[Entries taken from a collection]

== Segment start ==

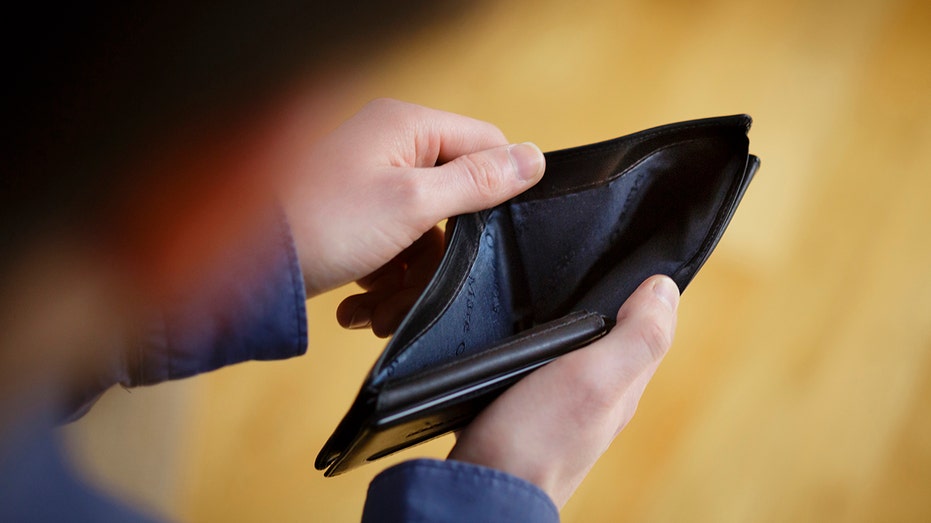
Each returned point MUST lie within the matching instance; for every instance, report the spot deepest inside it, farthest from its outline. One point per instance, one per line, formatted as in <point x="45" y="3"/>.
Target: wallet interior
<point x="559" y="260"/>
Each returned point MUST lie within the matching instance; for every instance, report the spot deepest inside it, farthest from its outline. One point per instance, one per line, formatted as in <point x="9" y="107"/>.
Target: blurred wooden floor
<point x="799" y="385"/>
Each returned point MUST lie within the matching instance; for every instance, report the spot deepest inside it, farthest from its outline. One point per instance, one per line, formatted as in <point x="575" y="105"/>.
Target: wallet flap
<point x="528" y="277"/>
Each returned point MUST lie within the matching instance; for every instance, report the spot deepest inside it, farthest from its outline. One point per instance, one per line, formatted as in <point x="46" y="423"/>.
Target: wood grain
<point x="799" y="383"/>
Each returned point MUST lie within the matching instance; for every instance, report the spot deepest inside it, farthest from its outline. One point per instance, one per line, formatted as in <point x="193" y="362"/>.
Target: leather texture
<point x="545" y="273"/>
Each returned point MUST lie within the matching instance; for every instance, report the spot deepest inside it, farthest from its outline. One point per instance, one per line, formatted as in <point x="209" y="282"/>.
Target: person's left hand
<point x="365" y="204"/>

== Segment end ==
== Segment start ==

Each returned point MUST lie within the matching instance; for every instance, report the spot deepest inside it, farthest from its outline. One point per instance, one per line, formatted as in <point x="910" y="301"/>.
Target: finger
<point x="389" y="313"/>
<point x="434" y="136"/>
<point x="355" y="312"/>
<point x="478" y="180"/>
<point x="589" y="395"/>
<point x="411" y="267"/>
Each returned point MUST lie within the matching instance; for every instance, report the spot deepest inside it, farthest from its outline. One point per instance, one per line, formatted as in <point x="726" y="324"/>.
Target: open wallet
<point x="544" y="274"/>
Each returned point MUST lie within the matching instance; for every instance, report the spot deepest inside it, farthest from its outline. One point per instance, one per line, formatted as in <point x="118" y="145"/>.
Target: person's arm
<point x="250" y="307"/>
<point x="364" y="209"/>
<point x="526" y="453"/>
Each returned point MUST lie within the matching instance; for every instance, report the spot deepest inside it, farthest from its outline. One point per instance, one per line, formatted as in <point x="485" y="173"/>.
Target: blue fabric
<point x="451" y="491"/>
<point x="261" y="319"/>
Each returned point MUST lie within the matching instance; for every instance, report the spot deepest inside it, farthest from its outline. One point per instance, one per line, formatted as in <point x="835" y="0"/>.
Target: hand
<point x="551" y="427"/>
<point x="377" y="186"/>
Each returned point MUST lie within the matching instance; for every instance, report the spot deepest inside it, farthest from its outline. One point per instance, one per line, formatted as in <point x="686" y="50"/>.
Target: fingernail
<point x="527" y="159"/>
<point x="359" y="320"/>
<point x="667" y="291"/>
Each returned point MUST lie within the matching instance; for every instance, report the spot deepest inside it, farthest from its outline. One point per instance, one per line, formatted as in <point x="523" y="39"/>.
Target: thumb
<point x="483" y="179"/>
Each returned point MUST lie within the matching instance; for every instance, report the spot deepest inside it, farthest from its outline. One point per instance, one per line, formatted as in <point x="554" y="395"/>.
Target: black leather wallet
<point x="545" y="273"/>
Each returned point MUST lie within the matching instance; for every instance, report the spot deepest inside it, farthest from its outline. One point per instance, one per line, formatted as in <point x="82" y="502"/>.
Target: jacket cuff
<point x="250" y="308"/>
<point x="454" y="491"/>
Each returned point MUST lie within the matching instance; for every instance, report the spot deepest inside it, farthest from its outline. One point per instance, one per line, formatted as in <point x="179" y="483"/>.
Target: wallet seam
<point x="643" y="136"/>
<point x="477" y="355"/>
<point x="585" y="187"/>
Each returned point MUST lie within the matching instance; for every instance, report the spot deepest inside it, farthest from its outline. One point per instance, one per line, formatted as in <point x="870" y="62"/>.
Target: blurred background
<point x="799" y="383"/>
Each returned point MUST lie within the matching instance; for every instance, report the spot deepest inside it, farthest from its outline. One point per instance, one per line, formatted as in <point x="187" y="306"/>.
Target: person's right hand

== Segment end ==

# EXERCISE BRIEF:
Return, with no change at all, every line in the entries above from the line containing "Target: blurred background" through the line containing "Target: person's right hand".

# RESULT:
Target: blurred background
<point x="799" y="383"/>
Each returned point MUST lie within the matching instance; for every instance, report the spot deepest inside it, farthest from its outline. One point per instance, one per line, formatted as in <point x="187" y="306"/>.
Target: person's right hand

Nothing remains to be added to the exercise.